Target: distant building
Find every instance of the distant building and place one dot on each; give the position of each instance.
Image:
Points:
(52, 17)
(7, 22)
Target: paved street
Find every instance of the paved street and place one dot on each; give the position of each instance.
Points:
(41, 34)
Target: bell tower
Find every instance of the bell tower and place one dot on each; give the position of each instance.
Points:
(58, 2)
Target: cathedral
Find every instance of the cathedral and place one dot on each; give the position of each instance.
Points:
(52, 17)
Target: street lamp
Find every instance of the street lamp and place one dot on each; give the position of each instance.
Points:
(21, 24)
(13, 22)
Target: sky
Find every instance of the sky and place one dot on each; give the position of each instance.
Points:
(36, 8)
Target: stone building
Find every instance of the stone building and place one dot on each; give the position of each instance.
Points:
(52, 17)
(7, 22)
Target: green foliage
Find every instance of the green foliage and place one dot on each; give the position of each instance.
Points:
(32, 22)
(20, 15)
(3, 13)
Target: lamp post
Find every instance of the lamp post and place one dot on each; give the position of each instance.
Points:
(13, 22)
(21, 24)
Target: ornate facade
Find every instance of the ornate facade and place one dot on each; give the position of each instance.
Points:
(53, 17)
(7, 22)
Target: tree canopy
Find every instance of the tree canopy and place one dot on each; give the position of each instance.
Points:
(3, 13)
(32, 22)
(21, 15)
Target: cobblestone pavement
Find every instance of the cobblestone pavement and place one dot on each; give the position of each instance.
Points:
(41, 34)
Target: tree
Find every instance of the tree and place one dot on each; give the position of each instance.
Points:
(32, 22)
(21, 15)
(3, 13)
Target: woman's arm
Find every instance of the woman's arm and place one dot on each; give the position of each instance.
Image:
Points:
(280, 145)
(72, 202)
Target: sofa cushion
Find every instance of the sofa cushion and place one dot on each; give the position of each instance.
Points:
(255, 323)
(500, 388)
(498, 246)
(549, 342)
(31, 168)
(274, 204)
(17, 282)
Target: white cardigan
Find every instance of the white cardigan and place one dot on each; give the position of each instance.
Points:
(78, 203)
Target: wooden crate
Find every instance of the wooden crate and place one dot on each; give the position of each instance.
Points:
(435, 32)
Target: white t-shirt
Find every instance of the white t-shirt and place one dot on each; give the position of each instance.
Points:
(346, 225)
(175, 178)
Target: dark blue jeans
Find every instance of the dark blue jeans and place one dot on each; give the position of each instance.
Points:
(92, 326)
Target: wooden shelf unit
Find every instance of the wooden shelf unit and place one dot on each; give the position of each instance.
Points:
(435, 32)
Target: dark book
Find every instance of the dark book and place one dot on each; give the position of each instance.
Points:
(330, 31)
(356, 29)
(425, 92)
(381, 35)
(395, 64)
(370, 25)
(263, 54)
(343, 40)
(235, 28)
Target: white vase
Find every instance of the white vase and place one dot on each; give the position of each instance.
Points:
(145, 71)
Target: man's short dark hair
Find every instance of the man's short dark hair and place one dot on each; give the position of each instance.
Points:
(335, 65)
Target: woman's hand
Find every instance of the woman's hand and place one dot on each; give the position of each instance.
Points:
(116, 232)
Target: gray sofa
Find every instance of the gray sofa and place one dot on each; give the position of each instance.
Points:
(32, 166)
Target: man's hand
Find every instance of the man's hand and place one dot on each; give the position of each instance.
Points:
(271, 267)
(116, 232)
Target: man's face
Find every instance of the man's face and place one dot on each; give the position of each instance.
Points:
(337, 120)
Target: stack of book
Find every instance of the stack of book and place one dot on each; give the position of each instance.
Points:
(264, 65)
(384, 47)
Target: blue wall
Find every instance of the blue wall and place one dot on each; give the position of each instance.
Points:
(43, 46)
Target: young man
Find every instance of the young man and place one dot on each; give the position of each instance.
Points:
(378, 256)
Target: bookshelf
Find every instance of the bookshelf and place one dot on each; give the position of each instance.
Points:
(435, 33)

══════════

Retype exactly the lines above, from the one with "Find every instance of the white t-shirt" through the one with "Find every instance of the woman's hand", inclusive.

Find every instance of the white t-shirt and place one dot on each; give the position of each instance.
Points:
(346, 225)
(175, 178)
Target: dark blue jeans
Find every instance of the dark blue jeans and place one dot on each; give the position of each instance.
Points:
(92, 326)
Target: wooden shelf unit
Find every instance of the wooden shelf unit and place one dot on each; give the position of each instance.
Points:
(435, 32)
Target: dark book
Find every instance of the dark book and place one dot on each; give the position of each instance.
Points:
(330, 31)
(356, 29)
(425, 92)
(381, 35)
(395, 64)
(370, 25)
(263, 54)
(343, 40)
(235, 28)
Target: white vase
Find every instance of the white vase and place one dot on each; give the position of each instance.
Points:
(145, 71)
Target: man's short dark hair
Find every instance of the man's short dark hair and place one dot on each; give the position of each instance.
Points:
(335, 65)
Target: woman's hand
Find every instance of the woman's hand and place one dot on each; give the position of each instance.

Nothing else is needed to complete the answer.